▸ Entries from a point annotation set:
* * *
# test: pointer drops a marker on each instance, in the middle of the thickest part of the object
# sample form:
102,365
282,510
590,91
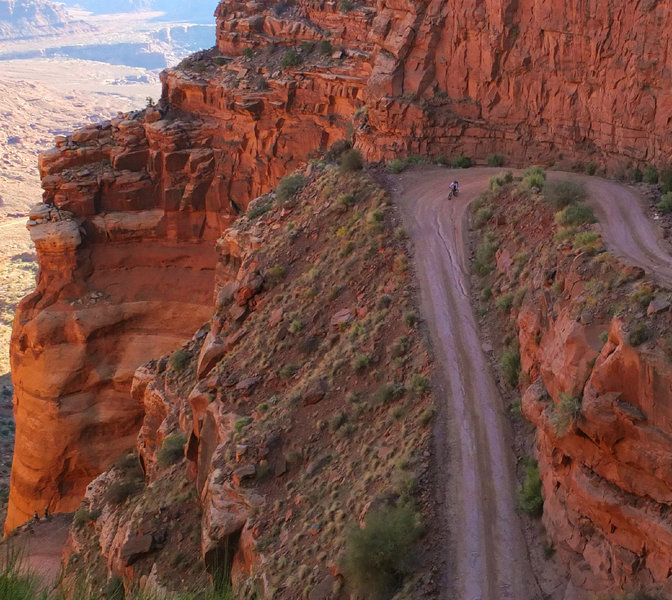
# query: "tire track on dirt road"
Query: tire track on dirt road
* * *
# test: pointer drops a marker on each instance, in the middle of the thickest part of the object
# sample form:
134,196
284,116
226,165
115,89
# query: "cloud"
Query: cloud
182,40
* * *
▸ Exercise details: Gather every line of the material above that contains the string "track", and copy each of those lines in full.

▸ Correct output:
# query: "tire track on dirt road"
Query: tire track on dirt road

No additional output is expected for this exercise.